* **Exercise objective**: When copying the data, keep every line exactly the same.

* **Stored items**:
○ ○ ○ ○
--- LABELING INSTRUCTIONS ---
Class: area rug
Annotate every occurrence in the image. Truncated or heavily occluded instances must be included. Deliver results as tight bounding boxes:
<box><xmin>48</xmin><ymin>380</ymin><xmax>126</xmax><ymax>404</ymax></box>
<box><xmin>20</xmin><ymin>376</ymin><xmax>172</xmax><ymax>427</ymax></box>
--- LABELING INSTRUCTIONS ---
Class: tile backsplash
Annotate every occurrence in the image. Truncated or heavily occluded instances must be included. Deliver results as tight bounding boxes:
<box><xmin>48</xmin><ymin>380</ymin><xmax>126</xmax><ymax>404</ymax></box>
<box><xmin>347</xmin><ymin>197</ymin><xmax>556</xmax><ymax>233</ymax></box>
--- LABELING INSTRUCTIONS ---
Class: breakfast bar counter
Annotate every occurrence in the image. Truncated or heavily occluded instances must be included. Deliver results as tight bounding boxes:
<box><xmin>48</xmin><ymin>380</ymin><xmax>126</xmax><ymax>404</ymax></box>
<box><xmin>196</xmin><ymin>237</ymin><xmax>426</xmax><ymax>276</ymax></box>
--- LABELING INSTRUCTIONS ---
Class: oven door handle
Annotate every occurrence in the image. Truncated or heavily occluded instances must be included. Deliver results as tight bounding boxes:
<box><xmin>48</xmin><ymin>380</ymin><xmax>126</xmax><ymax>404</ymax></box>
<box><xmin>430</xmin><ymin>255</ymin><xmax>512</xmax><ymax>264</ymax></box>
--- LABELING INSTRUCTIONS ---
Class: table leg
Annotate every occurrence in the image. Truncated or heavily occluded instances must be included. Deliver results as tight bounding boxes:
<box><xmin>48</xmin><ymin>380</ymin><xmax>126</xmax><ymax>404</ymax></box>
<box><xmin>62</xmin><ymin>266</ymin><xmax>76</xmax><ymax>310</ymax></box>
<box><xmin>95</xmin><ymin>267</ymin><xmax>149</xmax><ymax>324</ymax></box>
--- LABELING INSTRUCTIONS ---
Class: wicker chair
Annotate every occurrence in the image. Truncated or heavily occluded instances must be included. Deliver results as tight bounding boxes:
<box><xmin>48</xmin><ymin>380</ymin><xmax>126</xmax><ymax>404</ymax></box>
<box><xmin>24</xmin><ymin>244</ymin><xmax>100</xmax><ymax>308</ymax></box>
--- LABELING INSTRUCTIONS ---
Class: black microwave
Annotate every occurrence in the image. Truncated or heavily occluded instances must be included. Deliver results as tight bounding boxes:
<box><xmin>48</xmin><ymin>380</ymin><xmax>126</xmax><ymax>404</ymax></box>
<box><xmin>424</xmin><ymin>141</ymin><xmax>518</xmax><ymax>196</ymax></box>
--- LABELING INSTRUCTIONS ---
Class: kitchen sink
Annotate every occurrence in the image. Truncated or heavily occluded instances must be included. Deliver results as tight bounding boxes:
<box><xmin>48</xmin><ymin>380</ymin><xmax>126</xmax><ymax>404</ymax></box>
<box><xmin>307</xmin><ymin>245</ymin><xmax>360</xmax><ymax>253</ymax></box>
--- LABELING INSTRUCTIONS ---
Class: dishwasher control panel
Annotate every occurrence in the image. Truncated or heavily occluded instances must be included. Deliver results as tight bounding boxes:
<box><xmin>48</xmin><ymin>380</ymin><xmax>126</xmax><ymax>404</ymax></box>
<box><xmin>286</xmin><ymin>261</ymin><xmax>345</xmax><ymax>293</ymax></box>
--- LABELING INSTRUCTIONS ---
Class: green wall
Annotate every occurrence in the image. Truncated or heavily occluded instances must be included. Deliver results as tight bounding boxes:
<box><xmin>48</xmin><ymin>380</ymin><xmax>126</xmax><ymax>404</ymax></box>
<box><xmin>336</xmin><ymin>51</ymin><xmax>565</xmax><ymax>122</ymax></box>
○ ○ ○ ○
* **Problem solution**:
--- LABELING INSTRUCTIONS ---
Class: area rug
Annotate every occurrence in the image. Truncated or heavily occluded instances must be included. Deliver results as tight bounding boxes:
<box><xmin>48</xmin><ymin>380</ymin><xmax>126</xmax><ymax>404</ymax></box>
<box><xmin>20</xmin><ymin>376</ymin><xmax>172</xmax><ymax>427</ymax></box>
--- LABELING INSTRUCTIONS ---
Class: tile backsplash
Annotate every occurrence in the image. Truncated or heavily occluded instances must be included. Deliver results as tight bounding boxes:
<box><xmin>48</xmin><ymin>380</ymin><xmax>126</xmax><ymax>404</ymax></box>
<box><xmin>347</xmin><ymin>197</ymin><xmax>556</xmax><ymax>233</ymax></box>
--- LABELING INSTRUCTIONS ---
Class: breakfast bar counter
Annotate every occurrence in the image. Truncated or heavily occluded instances must be included. Deliver results as tight bounding boxes:
<box><xmin>48</xmin><ymin>380</ymin><xmax>126</xmax><ymax>404</ymax></box>
<box><xmin>196</xmin><ymin>237</ymin><xmax>426</xmax><ymax>276</ymax></box>
--- LABELING INSTRUCTIONS ---
Class: oven door handle
Annotate every occurrence in the image. Truncated or heavily occluded instances must be included. Deliver results as tight bounding boxes:
<box><xmin>48</xmin><ymin>380</ymin><xmax>126</xmax><ymax>404</ymax></box>
<box><xmin>430</xmin><ymin>255</ymin><xmax>512</xmax><ymax>264</ymax></box>
--- LABELING INSTRUCTIONS ---
Class: table leg
Annotate every occurrence in the image. Truncated or heavily occluded instances must be included. Deliver results as tight bounding boxes:
<box><xmin>48</xmin><ymin>380</ymin><xmax>126</xmax><ymax>404</ymax></box>
<box><xmin>62</xmin><ymin>266</ymin><xmax>76</xmax><ymax>310</ymax></box>
<box><xmin>95</xmin><ymin>267</ymin><xmax>149</xmax><ymax>324</ymax></box>
--- LABELING INSTRUCTIONS ---
Class: wicker chair
Annotate every occurrence in the image. Truncated or heavily occluded instances must be included. Deliver results as tight bounding boxes:
<box><xmin>48</xmin><ymin>380</ymin><xmax>126</xmax><ymax>404</ymax></box>
<box><xmin>24</xmin><ymin>244</ymin><xmax>100</xmax><ymax>308</ymax></box>
--- LABELING INSTRUCTIONS ---
Class: black microwave
Annotate every occurrence in the image. Truncated or heavily occluded instances must be included. Deliver results as tight bounding boxes:
<box><xmin>48</xmin><ymin>380</ymin><xmax>126</xmax><ymax>404</ymax></box>
<box><xmin>424</xmin><ymin>141</ymin><xmax>518</xmax><ymax>196</ymax></box>
--- LABELING INSTRUCTIONS ---
Class: kitchen sink
Annotate every occurrence in the image. Truncated or heavily occluded instances must be included. Deliver results as tight bounding boxes:
<box><xmin>48</xmin><ymin>380</ymin><xmax>126</xmax><ymax>404</ymax></box>
<box><xmin>307</xmin><ymin>245</ymin><xmax>360</xmax><ymax>253</ymax></box>
--- LABELING INSTRUCTIONS ---
Class: dishwasher control panel
Annotate every occurrence in the image. Truncated or heavily occluded instances must be included. Deliver results as tight bounding boxes:
<box><xmin>48</xmin><ymin>380</ymin><xmax>126</xmax><ymax>404</ymax></box>
<box><xmin>286</xmin><ymin>261</ymin><xmax>345</xmax><ymax>293</ymax></box>
--- LABELING INSTRUCTIONS ---
Class: green wall
Annotate every occurrence in the image. Truncated or heavily occluded instances must be included. Deliver results as tight bounding boxes:
<box><xmin>48</xmin><ymin>380</ymin><xmax>126</xmax><ymax>404</ymax></box>
<box><xmin>336</xmin><ymin>51</ymin><xmax>565</xmax><ymax>122</ymax></box>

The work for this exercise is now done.